#### PROVIDED INFORMATION ####

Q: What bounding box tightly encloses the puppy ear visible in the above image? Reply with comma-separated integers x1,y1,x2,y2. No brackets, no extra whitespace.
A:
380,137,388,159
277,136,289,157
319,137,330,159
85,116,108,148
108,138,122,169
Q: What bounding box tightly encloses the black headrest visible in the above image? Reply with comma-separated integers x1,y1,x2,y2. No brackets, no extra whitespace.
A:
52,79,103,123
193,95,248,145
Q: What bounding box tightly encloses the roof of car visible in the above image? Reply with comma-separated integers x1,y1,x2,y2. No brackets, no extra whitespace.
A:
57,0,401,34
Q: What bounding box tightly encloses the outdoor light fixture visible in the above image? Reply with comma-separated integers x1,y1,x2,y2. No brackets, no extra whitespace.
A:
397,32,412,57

####
#### PROVIDED INFORMATION ####

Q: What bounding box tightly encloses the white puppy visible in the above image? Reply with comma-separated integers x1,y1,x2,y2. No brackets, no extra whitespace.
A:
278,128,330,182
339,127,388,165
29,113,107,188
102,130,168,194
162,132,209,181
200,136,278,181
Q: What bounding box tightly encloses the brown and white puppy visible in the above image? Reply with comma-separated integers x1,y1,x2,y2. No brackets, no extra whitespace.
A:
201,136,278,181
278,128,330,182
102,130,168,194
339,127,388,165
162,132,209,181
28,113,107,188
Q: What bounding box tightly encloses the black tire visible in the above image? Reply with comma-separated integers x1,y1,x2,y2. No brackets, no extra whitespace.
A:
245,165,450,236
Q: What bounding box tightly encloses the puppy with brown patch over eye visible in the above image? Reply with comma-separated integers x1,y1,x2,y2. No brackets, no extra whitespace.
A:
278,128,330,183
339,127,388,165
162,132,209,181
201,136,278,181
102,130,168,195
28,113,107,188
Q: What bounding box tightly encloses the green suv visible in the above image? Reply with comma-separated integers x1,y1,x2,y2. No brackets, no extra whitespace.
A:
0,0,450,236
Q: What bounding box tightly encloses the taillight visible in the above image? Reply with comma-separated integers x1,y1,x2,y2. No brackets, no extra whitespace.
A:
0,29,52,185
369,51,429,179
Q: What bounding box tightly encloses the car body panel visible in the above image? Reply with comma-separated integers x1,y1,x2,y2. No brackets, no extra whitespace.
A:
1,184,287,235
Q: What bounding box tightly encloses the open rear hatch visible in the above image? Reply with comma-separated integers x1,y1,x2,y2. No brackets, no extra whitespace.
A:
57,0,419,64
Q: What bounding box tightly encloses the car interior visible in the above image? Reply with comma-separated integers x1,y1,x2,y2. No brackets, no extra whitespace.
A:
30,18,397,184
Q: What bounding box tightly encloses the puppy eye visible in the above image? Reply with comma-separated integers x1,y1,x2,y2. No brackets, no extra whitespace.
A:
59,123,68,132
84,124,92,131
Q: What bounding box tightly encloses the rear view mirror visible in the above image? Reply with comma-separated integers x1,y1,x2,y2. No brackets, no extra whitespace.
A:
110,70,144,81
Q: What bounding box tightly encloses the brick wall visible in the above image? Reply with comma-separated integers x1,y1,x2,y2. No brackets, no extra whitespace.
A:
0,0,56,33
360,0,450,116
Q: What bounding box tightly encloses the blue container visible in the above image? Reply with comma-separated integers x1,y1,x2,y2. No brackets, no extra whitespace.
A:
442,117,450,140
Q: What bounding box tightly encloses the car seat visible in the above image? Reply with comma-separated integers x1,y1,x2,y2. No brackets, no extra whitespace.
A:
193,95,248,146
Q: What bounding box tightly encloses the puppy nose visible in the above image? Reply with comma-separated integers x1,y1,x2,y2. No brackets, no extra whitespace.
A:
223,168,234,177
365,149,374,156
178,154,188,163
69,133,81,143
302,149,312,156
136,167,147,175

####

> _WHAT IS REQUIRED_
Can you duplicate the lines of the listing above, starting at the line that contains "Q: What bounding box tightly encloses the puppy ear" and ending after the line that contains "108,138,122,169"?

> _EXERCISE RESULT_
Q: What bounding box tightly encloses the puppy ear visible in the above image? Reply with comma-separated integers x1,y1,x2,y2. No brackets, no extra whitespace.
A:
380,137,388,159
277,136,289,157
319,137,330,159
85,116,108,148
108,138,122,169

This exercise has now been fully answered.